GIVEN REQUEST
Restate, word for word, every line of the data.

MATERIAL FOR THIS TASK

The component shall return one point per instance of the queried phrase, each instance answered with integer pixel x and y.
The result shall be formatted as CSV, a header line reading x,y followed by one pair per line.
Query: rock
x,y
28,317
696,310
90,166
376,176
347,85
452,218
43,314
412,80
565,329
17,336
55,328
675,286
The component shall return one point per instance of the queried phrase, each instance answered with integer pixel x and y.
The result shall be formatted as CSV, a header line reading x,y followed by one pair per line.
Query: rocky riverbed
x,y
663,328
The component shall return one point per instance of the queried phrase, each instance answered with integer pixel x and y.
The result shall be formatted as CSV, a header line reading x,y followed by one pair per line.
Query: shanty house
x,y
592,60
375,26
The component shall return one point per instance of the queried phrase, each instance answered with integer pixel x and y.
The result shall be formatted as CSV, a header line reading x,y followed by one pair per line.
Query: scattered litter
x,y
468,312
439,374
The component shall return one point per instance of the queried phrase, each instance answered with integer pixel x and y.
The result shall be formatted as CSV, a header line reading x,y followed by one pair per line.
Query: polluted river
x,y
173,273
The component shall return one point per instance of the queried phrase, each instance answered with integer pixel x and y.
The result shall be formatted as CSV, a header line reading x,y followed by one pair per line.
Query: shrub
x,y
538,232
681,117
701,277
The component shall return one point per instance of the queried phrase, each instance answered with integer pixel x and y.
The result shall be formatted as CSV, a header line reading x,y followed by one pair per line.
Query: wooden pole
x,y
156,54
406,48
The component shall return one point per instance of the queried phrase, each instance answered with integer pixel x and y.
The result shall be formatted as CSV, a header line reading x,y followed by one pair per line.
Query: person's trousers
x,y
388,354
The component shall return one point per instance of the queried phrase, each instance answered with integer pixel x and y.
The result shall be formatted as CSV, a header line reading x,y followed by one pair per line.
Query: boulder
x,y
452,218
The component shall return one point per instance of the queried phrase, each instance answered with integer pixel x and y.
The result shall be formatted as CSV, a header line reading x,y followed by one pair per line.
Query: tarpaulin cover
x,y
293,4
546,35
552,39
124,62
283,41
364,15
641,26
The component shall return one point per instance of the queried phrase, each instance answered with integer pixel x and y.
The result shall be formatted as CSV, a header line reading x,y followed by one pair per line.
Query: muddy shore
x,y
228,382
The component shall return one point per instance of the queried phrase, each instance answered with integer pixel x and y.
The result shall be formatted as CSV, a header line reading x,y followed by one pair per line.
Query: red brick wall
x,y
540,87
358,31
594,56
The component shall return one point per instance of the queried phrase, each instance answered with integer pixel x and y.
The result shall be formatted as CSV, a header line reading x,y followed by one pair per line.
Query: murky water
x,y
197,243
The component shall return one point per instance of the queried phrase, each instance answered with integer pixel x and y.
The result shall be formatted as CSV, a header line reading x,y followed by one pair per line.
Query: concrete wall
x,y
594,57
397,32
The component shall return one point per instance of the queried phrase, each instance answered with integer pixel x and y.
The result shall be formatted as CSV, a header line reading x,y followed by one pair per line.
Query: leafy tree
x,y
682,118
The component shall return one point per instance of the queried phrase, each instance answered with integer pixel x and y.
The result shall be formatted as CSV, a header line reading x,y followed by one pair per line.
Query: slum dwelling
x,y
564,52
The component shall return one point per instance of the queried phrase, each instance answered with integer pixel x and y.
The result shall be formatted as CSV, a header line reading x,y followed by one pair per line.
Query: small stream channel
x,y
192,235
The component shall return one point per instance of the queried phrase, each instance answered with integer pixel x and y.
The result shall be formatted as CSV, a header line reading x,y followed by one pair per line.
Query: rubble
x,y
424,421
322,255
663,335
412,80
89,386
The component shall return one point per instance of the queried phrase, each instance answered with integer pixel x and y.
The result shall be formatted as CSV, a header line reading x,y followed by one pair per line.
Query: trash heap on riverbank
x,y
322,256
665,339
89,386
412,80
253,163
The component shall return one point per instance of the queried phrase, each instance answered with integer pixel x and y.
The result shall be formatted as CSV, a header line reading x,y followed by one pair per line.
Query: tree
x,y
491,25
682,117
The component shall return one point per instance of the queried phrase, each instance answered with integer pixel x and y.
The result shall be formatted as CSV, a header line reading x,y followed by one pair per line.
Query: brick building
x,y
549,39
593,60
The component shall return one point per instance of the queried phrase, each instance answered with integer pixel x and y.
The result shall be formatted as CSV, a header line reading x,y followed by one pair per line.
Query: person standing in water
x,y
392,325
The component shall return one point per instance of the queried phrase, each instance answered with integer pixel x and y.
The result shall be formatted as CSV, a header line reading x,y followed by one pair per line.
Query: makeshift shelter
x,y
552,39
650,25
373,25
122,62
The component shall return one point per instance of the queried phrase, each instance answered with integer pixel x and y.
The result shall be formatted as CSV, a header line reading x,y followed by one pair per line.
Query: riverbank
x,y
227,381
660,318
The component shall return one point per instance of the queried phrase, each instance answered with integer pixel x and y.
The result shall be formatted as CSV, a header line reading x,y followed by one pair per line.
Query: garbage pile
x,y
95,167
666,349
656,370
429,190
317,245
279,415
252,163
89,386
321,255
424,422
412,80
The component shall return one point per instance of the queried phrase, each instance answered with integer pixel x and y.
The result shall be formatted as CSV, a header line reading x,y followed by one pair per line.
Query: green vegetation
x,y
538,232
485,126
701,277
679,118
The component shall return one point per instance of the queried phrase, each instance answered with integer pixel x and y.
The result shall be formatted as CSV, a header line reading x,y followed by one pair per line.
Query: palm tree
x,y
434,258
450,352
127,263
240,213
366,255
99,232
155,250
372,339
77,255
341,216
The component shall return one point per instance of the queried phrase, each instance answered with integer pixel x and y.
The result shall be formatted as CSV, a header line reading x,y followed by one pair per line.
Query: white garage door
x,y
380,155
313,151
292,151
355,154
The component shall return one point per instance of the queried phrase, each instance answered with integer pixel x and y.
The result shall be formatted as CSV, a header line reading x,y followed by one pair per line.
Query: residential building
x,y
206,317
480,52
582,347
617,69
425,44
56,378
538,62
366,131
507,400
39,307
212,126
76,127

OUTPUT OF THE TASK
The component shall return one point per instance of the queried phrase, each instance answered with integer pixel x and y.
The result shall be formatted as CSV, a header line reading x,y followed by one pair per line.
Query: rock
x,y
28,317
696,310
90,166
376,176
347,85
452,218
43,314
412,80
565,329
17,336
55,328
675,286
The component shall return one point per instance of the queried phrase, each instance answered with integer pixel x and y.
The result shall be formatted as CSV, a header line reading x,y followed by one pair per line.
Query: rocky riverbed
x,y
663,328
The component shall return one point per instance of the queried phrase, each instance answered with integer pixel x and y.
The result shall be formatted as CSV, a header line reading x,y followed by one pair per line.
Query: shanty house
x,y
592,60
375,26
The component shall return one point per instance of the queried phrase, each instance answered with integer pixel x and y.
The result shall be formatted as CSV, a header line reading x,y followed by one pair per line.
Query: scattered litter
x,y
468,312
439,374
The component shall return one point per instance of the queried phrase, each instance answered with integer pixel x and y.
The result shall be formatted as CSV, a header line reading x,y followed by one pair per line.
Query: polluted river
x,y
173,273
The component shall return one point per instance of the queried phrase, each instance answered with integer pixel x and y.
The result shall be formatted as CSV, a header line reading x,y followed by one pair per line.
Query: shrub
x,y
538,232
681,117
701,277
The component shall return one point per instance of the queried phrase, each instance answered with integer pixel x and y.
The result shall be formatted as CSV, a header line reading x,y followed by one pair per line.
Query: wooden pole
x,y
156,54
406,48
The component shall return one point per instance of the queried phrase, each instance answered with integer pixel x and y.
The result shall be formatted as CSV, a header line reading x,y followed by one pair per line.
Query: person's trousers
x,y
388,354
The component shall return one point per instance of the queried phrase, each instance answered with integer pixel x and y.
The result shall be formatted as CSV, a header line reading x,y followed by one pair per line.
Query: boulder
x,y
452,218
The component shall return one point per instance of the queried phrase, each instance answered with integer pixel x and y.
The result shall be formatted as CSV, a header line reading x,y followed by one pair per line.
Query: tarpaulin cover
x,y
293,4
546,35
552,39
124,62
283,41
364,15
641,26
The component shall return one point per instance of the queried phrase, each instance answered with integer pixel x and y.
The result shall be formatted as CSV, a header line reading x,y followed by one pair per line.
Query: muddy shore
x,y
228,382
The component shall return one point per instance of the queried phrase, each instance answered with integer pixel x and y.
The result shall be formatted as CSV, a header line reading x,y followed by one pair per line.
Query: red brick wall
x,y
540,87
358,31
594,56
The component shall return one point per instance of the queried phrase, each instance answered with integer pixel x and y.
The result shall be formatted as CSV, a header line reading x,y followed by one pair per line.
Query: murky water
x,y
197,243
The component shall return one point per instance of the queried phrase, each instance answered with integer pixel x and y.
The result shall be formatted as CSV, a header line reading x,y followed by one pair per line.
Query: concrete wall
x,y
594,57
397,32
The component shall return one point per instance of the queried phrase, each instance answered with integer pixel x and y.
The result shall be formatted as CSV, a header line reading x,y followed by one pair per line.
Query: leafy tree
x,y
682,118
The component shall return one point per instance of the queried phrase, each instance answered with integer pixel x and y.
The result shall be formatted as CSV, a header line reading x,y followed by one pair per line.
Query: slum dwelling
x,y
564,52
The component shall return one point per instance of the queried phrase, each instance answered with integer pixel x and y.
The result shall be formatted as CSV, a header line reading x,y followed by one pair per line.
Query: small stream channel
x,y
192,235
The component shall return one point per instance of the queried phrase, each instance answered with integer pixel x and y.
The result shall be formatted as CSV, a header line reading x,y followed by one pair per line.
Query: rubble
x,y
424,421
322,255
663,335
412,80
89,386
The component shall return one point per instance of the queried phrase, each instance answered with integer pixel x and y.
The result shall be formatted as CSV, a header line reading x,y followed by one pair per line.
Query: trash heap on riverbank
x,y
322,256
665,339
89,386
412,80
253,163
The component shall return one point per instance of the queried phrase, each instance answered with integer pixel x and y.
The result shall be formatted as CSV, a header line reading x,y followed by one pair per line.
Query: tree
x,y
491,25
682,117
The component shall return one point per instance of the queried phrase, each instance answered with integer pixel x and y.
The result shall be formatted as CSV, a header line reading x,y followed by one pair per line.
Query: brick building
x,y
549,39
593,60
The component shall return one point per instance of the queried phrase, each instance answered with integer pixel x and y.
The result shall be formatted as CSV, a header line reading x,y followed by one pair per line.
Query: person standing in water
x,y
392,325
The component shall return one point per instance of the queried phrase, each instance answered with integer pixel x and y.
The result shall be formatted as CSV, a header line reading x,y followed by one pair per line.
Query: makeshift shelter
x,y
552,39
650,25
373,25
122,62
The component shall return one point per instance of the queried phrase, each instance answered with integer pixel x and y.
The result shall be formatted as CSV, a header line reading x,y followed by one pair per line.
Query: riverbank
x,y
227,381
660,318
The component shall return one point per instance of the queried phrase, each instance answered with integer pixel x and y.
The result shall be formatted as CSV, a header line reading x,y followed by one pair per line.
Query: garbage pile
x,y
95,167
666,349
656,370
429,190
317,245
279,415
252,163
89,386
321,255
424,422
412,80
The component shall return one point per instance of the queried phrase, each instance answered with integer pixel x and y.
The result shall be formatted as CSV, a header line reading x,y followed by one pair per line.
Query: green vegetation
x,y
538,232
485,126
701,277
679,118
The component shall return one point per instance of the queried phrase, each instance answered with integer pixel x and y.
The result shall be formatted as CSV, a header line reading x,y followed by one pair per line.
Query: palm tree
x,y
434,258
450,352
127,263
240,213
366,255
99,232
155,250
372,339
77,255
341,216
The component shall return one point per instance of the queried phrase, each instance answered with integer pixel x and y.
The result shall be formatted as CSV, a header line reading x,y followed by one pair per line.
Query: white garage door
x,y
380,155
313,151
292,151
355,154
The component shall return one point per instance of the queried phrase, each instance answered with integer pixel x and y.
The result shall be formatted as CSV, a header line reading x,y followed by one pair per line.
Query: residential building
x,y
206,317
480,52
582,347
617,69
425,44
56,378
538,62
366,131
507,400
39,307
212,126
76,127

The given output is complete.